Repeat the entries beneath in their entirety, precisely as given.

[Dataset entries]
---*---
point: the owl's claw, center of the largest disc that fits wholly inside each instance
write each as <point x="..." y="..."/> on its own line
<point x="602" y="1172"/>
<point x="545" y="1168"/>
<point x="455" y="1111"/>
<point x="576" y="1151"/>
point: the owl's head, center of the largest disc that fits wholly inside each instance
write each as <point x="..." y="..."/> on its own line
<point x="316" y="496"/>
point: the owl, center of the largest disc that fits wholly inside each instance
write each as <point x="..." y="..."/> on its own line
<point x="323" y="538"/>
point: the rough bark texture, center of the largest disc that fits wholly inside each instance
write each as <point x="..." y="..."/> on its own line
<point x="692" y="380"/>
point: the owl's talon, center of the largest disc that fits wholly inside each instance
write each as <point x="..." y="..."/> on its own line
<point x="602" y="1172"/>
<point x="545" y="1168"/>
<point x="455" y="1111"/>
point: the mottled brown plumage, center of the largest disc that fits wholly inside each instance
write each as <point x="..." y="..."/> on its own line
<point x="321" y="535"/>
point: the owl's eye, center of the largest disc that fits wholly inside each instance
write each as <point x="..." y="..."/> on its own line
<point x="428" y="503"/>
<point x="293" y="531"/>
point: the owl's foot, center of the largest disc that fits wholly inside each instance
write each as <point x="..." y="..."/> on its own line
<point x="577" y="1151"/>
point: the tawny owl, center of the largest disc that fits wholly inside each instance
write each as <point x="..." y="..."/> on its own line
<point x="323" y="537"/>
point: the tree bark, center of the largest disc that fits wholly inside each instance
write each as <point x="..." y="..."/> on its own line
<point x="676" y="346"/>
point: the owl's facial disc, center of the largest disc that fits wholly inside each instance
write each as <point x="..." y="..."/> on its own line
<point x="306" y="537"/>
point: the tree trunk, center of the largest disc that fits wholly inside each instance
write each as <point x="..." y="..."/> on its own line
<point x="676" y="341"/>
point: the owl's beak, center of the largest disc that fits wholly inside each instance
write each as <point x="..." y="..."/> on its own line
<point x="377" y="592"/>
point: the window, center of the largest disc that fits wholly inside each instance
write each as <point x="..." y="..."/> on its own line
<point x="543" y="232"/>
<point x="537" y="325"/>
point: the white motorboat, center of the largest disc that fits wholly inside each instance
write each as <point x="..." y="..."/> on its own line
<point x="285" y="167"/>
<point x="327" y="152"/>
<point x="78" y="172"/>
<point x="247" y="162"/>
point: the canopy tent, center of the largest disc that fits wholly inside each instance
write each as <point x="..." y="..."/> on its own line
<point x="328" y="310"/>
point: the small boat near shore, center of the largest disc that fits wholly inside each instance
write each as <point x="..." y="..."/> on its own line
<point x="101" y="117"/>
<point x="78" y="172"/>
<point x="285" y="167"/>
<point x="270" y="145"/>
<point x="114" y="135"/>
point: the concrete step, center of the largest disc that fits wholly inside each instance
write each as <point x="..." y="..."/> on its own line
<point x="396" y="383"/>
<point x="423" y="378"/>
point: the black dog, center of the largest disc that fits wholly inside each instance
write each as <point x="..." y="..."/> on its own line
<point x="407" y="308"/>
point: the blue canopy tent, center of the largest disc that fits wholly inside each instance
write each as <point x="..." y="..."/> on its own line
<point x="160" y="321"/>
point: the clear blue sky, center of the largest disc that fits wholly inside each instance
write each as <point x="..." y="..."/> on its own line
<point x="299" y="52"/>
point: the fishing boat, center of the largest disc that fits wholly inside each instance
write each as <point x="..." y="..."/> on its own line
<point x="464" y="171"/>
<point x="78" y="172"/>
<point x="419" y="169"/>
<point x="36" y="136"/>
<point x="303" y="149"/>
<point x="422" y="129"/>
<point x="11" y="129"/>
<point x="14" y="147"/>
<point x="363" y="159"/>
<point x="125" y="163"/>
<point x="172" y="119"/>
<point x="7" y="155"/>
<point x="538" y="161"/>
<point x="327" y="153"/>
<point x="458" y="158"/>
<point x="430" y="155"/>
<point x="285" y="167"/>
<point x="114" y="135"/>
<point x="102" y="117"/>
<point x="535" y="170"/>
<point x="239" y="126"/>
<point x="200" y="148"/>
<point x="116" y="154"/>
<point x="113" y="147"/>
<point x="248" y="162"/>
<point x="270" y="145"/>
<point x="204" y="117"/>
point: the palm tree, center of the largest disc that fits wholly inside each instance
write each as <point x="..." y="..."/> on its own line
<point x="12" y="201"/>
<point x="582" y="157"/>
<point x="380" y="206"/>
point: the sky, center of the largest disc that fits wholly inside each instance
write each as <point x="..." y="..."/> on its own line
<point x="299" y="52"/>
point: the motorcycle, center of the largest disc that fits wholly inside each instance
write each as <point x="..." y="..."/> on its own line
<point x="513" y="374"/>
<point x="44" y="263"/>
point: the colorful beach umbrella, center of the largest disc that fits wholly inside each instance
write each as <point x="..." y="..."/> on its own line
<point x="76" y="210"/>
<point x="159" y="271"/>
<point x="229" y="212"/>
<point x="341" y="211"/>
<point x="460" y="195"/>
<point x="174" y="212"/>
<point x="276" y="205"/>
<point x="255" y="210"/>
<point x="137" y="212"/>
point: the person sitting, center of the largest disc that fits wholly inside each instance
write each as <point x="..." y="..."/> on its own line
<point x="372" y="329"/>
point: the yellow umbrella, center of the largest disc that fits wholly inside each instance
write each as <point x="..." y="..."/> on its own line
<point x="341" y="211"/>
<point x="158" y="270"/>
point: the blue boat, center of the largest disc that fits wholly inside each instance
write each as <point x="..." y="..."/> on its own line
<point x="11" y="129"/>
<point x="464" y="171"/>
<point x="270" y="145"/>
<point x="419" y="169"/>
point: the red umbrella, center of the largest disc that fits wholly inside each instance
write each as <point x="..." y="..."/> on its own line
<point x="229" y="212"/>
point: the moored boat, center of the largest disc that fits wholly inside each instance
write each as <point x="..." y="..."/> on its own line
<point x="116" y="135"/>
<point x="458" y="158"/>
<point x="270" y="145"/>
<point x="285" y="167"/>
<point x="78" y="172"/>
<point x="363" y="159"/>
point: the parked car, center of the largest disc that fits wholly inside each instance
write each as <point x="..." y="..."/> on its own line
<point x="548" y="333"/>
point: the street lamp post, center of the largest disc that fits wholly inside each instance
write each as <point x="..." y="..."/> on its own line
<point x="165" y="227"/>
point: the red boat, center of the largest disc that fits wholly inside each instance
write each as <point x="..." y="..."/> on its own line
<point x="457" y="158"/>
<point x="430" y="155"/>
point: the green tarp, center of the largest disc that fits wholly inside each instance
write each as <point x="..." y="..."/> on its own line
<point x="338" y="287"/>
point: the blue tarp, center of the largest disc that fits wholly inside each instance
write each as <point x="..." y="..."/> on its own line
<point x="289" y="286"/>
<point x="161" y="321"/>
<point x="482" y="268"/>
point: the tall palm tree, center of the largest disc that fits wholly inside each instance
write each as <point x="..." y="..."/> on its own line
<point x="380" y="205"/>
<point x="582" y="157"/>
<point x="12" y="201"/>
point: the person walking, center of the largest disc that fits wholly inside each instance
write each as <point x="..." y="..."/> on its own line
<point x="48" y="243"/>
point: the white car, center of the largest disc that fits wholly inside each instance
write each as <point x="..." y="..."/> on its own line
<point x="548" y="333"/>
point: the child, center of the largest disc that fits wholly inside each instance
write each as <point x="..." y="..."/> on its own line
---*---
→ **Output of the exercise**
point: the owl's claw, center of the largest disc that fits wholly inside each instance
write each as <point x="..." y="..."/> on its own line
<point x="602" y="1172"/>
<point x="545" y="1168"/>
<point x="455" y="1111"/>
<point x="576" y="1151"/>
point: the owl's head, center of the largest disc that fits wholly inside each instance
write each as <point x="..." y="..."/> on its own line
<point x="316" y="496"/>
point: the owl, center of the largest disc that fits wholly inside each instance
write each as <point x="..." y="..."/> on its own line
<point x="323" y="538"/>
point: the rough bark texture, center of the largest disc that fits wholly inside each instance
write each as <point x="..." y="..."/> on its own line
<point x="692" y="380"/>
point: the owl's talon, center of the largest disc that fits wholly inside each instance
write each as <point x="..." y="..."/> on its own line
<point x="602" y="1172"/>
<point x="545" y="1168"/>
<point x="455" y="1111"/>
point: the mottled brown plumage, center of the largest disc that fits wholly inside each instance
write each as <point x="..." y="..."/> on its own line
<point x="321" y="535"/>
point: the owl's eye, center of the largest disc that fits wholly inside each instance
write each as <point x="..." y="..."/> on its own line
<point x="428" y="503"/>
<point x="293" y="531"/>
point: the owl's foot, center of the largest disc that fits wholly inside each instance
write each as <point x="..." y="..."/> on its own line
<point x="577" y="1151"/>
point: the tawny owl, center of the largest disc that fits wholly inside each instance
write each as <point x="..." y="..."/> on its own line
<point x="323" y="537"/>
point: the tree bark, center of the largest disc that fits wholly inside each instance
write each as <point x="..." y="..."/> on its own line
<point x="676" y="346"/>
point: the owl's facial disc, center of the largest disc that fits wholly inside each instance
write each as <point x="..." y="..."/> on its own line
<point x="306" y="537"/>
point: the tree trunk, center of the largest disc that fits wholly inside each instance
write each as <point x="..." y="..."/> on its own line
<point x="676" y="341"/>
point: the owl's beak, center of the largest disc that fits wholly inside each instance
write each as <point x="..." y="..."/> on its own line
<point x="377" y="592"/>
point: the window, center of the largest disc that fits wholly inside each instance
write each as <point x="..." y="..."/> on its own line
<point x="543" y="232"/>
<point x="537" y="325"/>
point: the white motorboat, center of the largest disc that fits wholly inside each instance
write each as <point x="..." y="..."/> on its own line
<point x="285" y="167"/>
<point x="327" y="152"/>
<point x="78" y="172"/>
<point x="247" y="162"/>
point: the canopy tent, center of the largest disc that fits wholly inside each instance
write each as <point x="..." y="..."/> on its own line
<point x="328" y="310"/>
point: the small boat near shore, center of the largest disc that fits wholly inside each instance
write each as <point x="..." y="..."/> on its own line
<point x="101" y="117"/>
<point x="78" y="172"/>
<point x="285" y="167"/>
<point x="270" y="145"/>
<point x="114" y="135"/>
point: the concrete step, center of the largest disc that fits wholly inside each instance
write each as <point x="..." y="..."/> on its own line
<point x="396" y="383"/>
<point x="423" y="378"/>
point: the black dog, center of the largest disc that fits wholly inside each instance
write each as <point x="..." y="..."/> on its own line
<point x="407" y="308"/>
point: the blue canopy tent, center of the largest disc that fits wholly inside each instance
write each as <point x="..." y="..."/> on its own line
<point x="160" y="321"/>
point: the clear blue sky, center of the largest disc that fits wholly inside each instance
write each as <point x="..." y="..."/> on its own line
<point x="299" y="52"/>
point: the fishing boat, center of the largest disc that fits wholly inside each instance
write each as <point x="..." y="..."/> on its own line
<point x="464" y="171"/>
<point x="78" y="172"/>
<point x="419" y="169"/>
<point x="36" y="136"/>
<point x="303" y="149"/>
<point x="422" y="129"/>
<point x="11" y="129"/>
<point x="14" y="147"/>
<point x="363" y="159"/>
<point x="125" y="163"/>
<point x="172" y="119"/>
<point x="7" y="155"/>
<point x="538" y="161"/>
<point x="327" y="153"/>
<point x="458" y="158"/>
<point x="430" y="155"/>
<point x="285" y="167"/>
<point x="114" y="135"/>
<point x="102" y="117"/>
<point x="535" y="170"/>
<point x="239" y="126"/>
<point x="200" y="148"/>
<point x="116" y="154"/>
<point x="113" y="147"/>
<point x="248" y="162"/>
<point x="270" y="145"/>
<point x="204" y="117"/>
point: the palm tree, center of the largest disc that fits wholly inside each instance
write each as <point x="..." y="..."/> on its own line
<point x="12" y="201"/>
<point x="582" y="157"/>
<point x="380" y="206"/>
point: the sky, center of the largest disc that fits wholly inside each instance
write each as <point x="..." y="..."/> on its own line
<point x="299" y="52"/>
point: the motorcycle, center of the largest disc that fits wholly inside each instance
write each as <point x="..." y="..."/> on its own line
<point x="513" y="374"/>
<point x="44" y="263"/>
point: the colorful beach umbrella, center of the largest disc that fits wholly inside each instance
write each as <point x="..." y="..."/> on its own line
<point x="76" y="210"/>
<point x="159" y="271"/>
<point x="229" y="212"/>
<point x="341" y="211"/>
<point x="460" y="195"/>
<point x="174" y="212"/>
<point x="276" y="205"/>
<point x="255" y="210"/>
<point x="137" y="212"/>
point: the person sitting, center of the largest disc that fits wholly inside each instance
write each as <point x="..." y="..."/> on its own line
<point x="372" y="329"/>
point: the yellow umbrella, center of the largest disc that fits wholly inside each instance
write each as <point x="..." y="..."/> on its own line
<point x="341" y="211"/>
<point x="158" y="270"/>
point: the blue boat, center of the largest disc that fits wholly inside each instance
write each as <point x="..." y="..."/> on its own line
<point x="11" y="129"/>
<point x="464" y="171"/>
<point x="270" y="145"/>
<point x="419" y="169"/>
point: the red umbrella, center of the largest disc that fits wholly inside each instance
write each as <point x="..." y="..."/> on its own line
<point x="229" y="212"/>
point: the moored boat, center of the largest disc that fits wholly inside each instance
write each as <point x="..." y="..."/> on its own line
<point x="116" y="135"/>
<point x="458" y="158"/>
<point x="270" y="145"/>
<point x="285" y="167"/>
<point x="78" y="172"/>
<point x="363" y="159"/>
point: the parked car, center of the largest disc that fits wholly inside each instance
write each as <point x="..." y="..."/> on its own line
<point x="548" y="333"/>
point: the street lamp post, center of the largest disc that fits wholly inside each instance
write each as <point x="..." y="..."/> on its own line
<point x="165" y="227"/>
point: the red boat, center of the largest disc that fits wholly inside each instance
write each as <point x="..." y="..."/> on its own line
<point x="457" y="158"/>
<point x="430" y="155"/>
point: the green tarp, center of the largest disc that fits wholly inside each instance
write each as <point x="..." y="..."/> on its own line
<point x="338" y="287"/>
point: the blue tarp, center of the largest disc that fits wholly inside each instance
write each as <point x="..." y="..."/> on its own line
<point x="289" y="286"/>
<point x="161" y="321"/>
<point x="482" y="268"/>
point: the tall palm tree, center of the largest disc that fits wholly inside each instance
write each as <point x="..." y="..."/> on its own line
<point x="380" y="205"/>
<point x="582" y="157"/>
<point x="12" y="201"/>
point: the person walking, center of the largest disc that fits wholly inside each instance
write each as <point x="..." y="..."/> on its own line
<point x="48" y="243"/>
point: the white car, center of the largest disc that fits wholly inside each instance
write each as <point x="..." y="..."/> on its own line
<point x="548" y="333"/>
point: the child, center of the largest disc that fits wholly inside each instance
write each as <point x="..." y="..."/> on its own line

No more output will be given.